*** Selected text Section Begins ***

Speaker 4: worked on a whole bunch of things. So anyway, I
Speaker 4: I knew I had a lot of stuff I had.
Speaker 4: It's funny I used what I had creatively and it
Speaker 4: probably looked like I had a lot more than I had. Okay,
Speaker 4: but I'm not meticulous. I other than my wife, you know,
Speaker 4: hating the fact that I hold on to every cassette
Speaker 4: recording that I've ever made. Yeah, and she's like, you know,
Speaker 4: I move this box around and she's like, can we
Speaker 4: get rid of that? And I'm like, no, so it
Speaker 4: I don't. I don't. I don't usually keep all that
Speaker 4: Oh I have that stuff. Everybody has a scrap book
Speaker 4: of things, features and things.
Speaker 1: You got to keep some sort of an archive.
Speaker 4: Yeah. So the funny thing was there was one So no,
Speaker 4: I don't have a lot. I have a good amount
Speaker 4: I did. I couldn't imagine that this was ever going
Speaker 4: to turn into a full fledged, you know, documentary film, right,
Speaker 4: but there was one thing I wanted so right, you
Speaker 4: had sent me, like the nice thing is you record
Speaker 4: these interviews, right, so I and you sent that to
Speaker 4: me and I went, I know I have this somewhere
Speaker 4: and I listened to them, and I wanted to include
Speaker 4: so much more, but then I decided to look, let's
Speaker 4: just put in like some some radio introductions and things
Speaker 4: here and then and then I had found one that
Speaker 4: really fit what I wanted to do. But there was
Speaker 4: one clip that I said, this is so important because
Speaker 4: in the duo Johnny whatever I was in, which we
Speaker 4: were at the time on the cusp of some really
Speaker 4: great things, and we had played so much. It was
Speaker 4: a unique thing.

*** Selected text Section Ends ***
*** Exercise data Section Begins ***

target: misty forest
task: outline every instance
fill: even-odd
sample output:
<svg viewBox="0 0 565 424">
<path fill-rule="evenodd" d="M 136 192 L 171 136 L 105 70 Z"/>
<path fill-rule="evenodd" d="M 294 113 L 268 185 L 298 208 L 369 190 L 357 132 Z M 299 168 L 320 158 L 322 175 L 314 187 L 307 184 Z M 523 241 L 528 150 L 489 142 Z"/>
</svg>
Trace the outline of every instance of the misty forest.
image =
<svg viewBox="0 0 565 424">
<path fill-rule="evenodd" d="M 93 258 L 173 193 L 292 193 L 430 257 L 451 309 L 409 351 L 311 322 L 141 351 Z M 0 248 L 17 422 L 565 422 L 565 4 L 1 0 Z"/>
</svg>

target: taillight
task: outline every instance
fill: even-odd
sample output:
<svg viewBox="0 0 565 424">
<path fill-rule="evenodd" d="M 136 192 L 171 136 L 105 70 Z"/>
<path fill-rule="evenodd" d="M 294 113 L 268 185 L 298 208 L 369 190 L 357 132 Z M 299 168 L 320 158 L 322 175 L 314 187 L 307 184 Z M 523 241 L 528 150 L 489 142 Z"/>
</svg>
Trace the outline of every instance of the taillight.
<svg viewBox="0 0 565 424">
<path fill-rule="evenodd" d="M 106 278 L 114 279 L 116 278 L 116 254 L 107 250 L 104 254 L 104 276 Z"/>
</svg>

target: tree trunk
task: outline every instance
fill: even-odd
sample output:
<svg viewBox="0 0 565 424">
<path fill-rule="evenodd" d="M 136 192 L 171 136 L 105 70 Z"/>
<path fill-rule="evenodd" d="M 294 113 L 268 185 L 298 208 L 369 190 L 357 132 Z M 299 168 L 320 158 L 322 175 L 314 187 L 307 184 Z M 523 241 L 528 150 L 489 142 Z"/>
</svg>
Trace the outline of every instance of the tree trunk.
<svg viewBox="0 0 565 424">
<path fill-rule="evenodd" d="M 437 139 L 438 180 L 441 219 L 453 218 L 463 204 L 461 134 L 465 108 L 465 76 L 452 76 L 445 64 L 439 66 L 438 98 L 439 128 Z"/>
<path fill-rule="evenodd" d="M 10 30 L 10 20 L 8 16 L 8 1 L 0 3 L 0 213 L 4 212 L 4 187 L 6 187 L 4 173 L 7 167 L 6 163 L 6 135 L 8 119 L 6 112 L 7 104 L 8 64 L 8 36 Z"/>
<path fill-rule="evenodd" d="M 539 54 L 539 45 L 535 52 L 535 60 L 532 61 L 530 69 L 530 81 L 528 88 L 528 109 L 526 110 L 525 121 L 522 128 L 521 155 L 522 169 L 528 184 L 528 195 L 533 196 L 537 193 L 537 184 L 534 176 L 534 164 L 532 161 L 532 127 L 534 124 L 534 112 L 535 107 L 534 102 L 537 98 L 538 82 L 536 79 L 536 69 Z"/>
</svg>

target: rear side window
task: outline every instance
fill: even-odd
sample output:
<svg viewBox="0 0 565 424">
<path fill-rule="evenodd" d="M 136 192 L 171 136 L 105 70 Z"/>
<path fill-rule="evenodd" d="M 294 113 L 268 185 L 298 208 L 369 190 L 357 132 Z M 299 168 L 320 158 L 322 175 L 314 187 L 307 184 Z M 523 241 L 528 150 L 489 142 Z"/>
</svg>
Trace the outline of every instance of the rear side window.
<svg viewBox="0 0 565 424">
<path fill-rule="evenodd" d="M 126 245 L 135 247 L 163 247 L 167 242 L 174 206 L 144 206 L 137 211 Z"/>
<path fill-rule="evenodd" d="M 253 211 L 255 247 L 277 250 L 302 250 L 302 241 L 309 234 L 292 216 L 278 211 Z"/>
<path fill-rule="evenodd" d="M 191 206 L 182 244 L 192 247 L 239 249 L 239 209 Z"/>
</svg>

*** Exercise data Section Ends ***

Echo the transcript word for word, everything from "Speaker 4: It's" down to "features and things.". Work from the transcript alone, not the records.

#### Solution for this task
Speaker 4: It's funny I used what I had creatively and it
Speaker 4: probably looked like I had a lot more than I had. Okay,
Speaker 4: but I'm not meticulous. I other than my wife, you know,
Speaker 4: hating the fact that I hold on to every cassette
Speaker 4: recording that I've ever made. Yeah, and she's like, you know,
Speaker 4: I move this box around and she's like, can we
Speaker 4: get rid of that? And I'm like, no, so it
Speaker 4: I don't. I don't. I don't usually keep all that
Speaker 4: Oh I have that stuff. Everybody has a scrap book
Speaker 4: of things, features and things.